* _Provided entries_:
>>

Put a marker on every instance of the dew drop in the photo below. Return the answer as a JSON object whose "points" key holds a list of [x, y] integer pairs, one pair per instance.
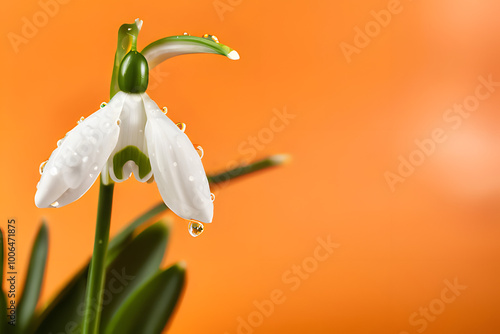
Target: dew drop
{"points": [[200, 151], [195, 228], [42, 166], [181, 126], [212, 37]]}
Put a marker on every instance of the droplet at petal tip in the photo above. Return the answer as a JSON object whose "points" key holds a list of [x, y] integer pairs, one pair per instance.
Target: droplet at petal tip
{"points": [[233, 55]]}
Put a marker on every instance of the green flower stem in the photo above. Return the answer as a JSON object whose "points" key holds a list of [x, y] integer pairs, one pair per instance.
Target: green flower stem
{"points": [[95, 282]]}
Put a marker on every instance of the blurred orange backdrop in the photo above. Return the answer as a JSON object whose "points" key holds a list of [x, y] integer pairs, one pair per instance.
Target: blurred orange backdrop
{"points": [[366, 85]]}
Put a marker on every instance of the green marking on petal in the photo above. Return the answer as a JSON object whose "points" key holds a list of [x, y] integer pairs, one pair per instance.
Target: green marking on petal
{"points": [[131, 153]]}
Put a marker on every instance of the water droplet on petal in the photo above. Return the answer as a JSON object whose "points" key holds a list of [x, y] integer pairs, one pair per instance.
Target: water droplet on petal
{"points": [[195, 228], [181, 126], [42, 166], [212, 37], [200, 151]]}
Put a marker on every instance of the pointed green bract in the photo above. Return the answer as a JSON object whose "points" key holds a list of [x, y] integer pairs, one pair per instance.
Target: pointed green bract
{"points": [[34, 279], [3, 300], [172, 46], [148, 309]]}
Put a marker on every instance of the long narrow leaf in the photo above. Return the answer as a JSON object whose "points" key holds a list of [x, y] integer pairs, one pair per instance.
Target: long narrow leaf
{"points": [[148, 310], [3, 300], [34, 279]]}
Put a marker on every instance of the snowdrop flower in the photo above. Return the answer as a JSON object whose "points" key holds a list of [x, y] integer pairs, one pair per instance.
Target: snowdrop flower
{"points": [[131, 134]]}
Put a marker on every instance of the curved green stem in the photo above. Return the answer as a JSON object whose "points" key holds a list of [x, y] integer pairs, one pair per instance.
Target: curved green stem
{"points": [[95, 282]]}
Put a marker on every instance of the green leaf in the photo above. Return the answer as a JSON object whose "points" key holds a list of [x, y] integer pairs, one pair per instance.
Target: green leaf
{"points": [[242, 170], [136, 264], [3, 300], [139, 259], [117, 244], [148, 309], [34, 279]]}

<<
>>

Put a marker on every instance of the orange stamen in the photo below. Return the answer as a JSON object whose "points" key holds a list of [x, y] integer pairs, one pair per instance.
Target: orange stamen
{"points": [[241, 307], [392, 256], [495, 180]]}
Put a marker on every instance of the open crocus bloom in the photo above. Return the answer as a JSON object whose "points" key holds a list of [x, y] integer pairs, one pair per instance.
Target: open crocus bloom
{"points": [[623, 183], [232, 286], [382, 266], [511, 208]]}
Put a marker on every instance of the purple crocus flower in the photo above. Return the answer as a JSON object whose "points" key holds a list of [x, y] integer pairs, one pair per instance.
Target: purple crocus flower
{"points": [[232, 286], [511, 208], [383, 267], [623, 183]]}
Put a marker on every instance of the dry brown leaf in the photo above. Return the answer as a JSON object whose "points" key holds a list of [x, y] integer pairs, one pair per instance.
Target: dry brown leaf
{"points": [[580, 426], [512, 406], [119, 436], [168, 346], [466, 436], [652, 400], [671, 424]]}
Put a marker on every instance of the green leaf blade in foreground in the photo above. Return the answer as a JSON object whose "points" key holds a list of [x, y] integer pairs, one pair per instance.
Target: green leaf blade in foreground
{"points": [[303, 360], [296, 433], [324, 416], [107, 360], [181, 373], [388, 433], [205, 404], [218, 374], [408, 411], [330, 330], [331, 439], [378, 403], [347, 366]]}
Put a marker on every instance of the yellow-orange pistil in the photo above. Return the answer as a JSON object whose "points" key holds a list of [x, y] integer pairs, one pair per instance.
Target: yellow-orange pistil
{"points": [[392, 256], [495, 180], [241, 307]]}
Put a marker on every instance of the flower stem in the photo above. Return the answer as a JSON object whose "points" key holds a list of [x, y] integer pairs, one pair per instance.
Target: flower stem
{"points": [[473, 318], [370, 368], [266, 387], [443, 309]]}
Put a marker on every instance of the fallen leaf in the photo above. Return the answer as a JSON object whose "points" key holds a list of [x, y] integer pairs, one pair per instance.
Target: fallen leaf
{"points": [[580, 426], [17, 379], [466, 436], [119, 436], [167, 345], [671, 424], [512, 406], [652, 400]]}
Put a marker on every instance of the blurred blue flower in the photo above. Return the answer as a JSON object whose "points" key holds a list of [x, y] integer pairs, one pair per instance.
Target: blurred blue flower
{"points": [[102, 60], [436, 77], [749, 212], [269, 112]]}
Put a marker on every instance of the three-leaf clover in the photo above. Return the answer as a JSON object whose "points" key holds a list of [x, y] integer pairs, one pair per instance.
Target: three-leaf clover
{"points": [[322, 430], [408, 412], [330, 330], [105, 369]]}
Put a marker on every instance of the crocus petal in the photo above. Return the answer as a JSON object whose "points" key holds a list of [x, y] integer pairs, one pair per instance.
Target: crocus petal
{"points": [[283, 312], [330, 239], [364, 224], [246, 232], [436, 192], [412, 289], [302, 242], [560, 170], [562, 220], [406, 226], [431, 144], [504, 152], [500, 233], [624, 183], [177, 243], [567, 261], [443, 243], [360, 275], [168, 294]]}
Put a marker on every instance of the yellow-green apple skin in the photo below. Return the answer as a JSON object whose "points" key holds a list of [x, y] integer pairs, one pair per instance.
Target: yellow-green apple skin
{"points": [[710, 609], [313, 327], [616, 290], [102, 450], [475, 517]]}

<<

Count the lines of the records above that contain the string "blurred", matching case exactly. Give only the number.

* _Exercise response_: 4